On October 29, 2014 (the "Closing Date"), Elena Shmarihina and Alexander Averchenko, the two controlling shareholders of Halton Universal Brands, Inc. (the “Registrant” the “Company” or “HNVB”) who owned 4,000,0000 shares of HNVB restricted common stock, sold those shares to World Assurance Group, Inc. (“WDAS”) for $60,000. Additionally, WDAS entered into and closed on various other stock purchase agreements with certain other HNVB shareholders to purchase a total of 3,095,000 shares of common stock of HNVB in exchange for $318,000.  All HNVB shares purchased by WDAS are and will be "restricted securities" as such term is defined the Securities Act of 1933, as amended (the "Securities Act"). The Stock Purchase Agreements contained customary representations and warranties with respect to WDAS, the HNVB selling shareholders and the Registrant, as applicable.

==========

PROBLEMS AND TASKS:
1. According to the stock sale filing, what is the Closing Date?
2. In the stock sale filing, rewrite the stretch from "On October 29, 2014" through "Registrant, as applicable.", changing "HNVB" to "Halton".

==========

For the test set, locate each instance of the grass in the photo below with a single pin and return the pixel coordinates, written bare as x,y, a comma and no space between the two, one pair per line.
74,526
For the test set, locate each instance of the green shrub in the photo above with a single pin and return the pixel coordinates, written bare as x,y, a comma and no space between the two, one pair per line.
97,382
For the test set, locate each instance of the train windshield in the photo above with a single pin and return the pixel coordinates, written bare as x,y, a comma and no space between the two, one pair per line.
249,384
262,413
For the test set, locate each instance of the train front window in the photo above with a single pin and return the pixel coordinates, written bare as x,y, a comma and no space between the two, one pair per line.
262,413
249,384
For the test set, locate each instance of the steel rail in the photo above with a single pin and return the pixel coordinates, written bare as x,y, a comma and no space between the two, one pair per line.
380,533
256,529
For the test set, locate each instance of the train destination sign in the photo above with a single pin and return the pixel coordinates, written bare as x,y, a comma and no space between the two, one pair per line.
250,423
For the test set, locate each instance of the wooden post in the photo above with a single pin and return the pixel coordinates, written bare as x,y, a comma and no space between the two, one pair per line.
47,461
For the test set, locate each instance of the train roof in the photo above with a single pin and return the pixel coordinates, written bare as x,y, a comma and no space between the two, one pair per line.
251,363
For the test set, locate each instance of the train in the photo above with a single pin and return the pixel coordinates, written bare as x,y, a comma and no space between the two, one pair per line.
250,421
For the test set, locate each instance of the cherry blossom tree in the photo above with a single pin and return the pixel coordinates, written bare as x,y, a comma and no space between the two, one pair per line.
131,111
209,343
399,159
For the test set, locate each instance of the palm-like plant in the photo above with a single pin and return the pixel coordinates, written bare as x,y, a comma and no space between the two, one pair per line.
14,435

==========

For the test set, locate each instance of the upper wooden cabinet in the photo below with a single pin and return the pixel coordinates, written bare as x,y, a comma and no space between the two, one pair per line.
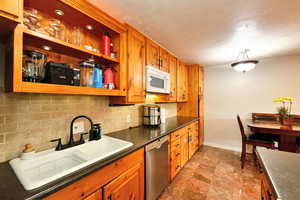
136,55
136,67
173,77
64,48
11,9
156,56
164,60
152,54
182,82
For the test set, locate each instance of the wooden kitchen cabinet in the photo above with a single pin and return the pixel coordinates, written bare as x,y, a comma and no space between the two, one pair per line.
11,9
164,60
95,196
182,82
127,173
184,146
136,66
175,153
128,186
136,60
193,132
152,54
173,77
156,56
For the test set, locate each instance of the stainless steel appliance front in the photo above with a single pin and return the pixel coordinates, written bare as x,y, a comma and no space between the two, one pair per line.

==========

EXERCISE RESULTS:
1. October 29, 2014

2.
On October 29, 2014 (the "Closing Date"), Elena Shmarihina and Alexander Averchenko, the two controlling shareholders of Halton Universal Brands, Inc. (the “Registrant” the “Company” or “Halton”) who owned 4,000,0000 shares of Halton restricted common stock, sold those shares to World Assurance Group, Inc. (“WDAS”) for $60,000. Additionally, WDAS entered into and closed on various other stock purchase agreements with certain other Halton shareholders to purchase a total of 3,095,000 shares of common stock of Halton in exchange for $318,000.  All Halton shares purchased by WDAS are and will be "restricted securities" as such term is defined the Securities Act of 1933, as amended (the "Securities Act"). The Stock Purchase Agreements contained customary representations and warranties with respect to WDAS, the Halton selling shareholders and the Registrant, as applicable.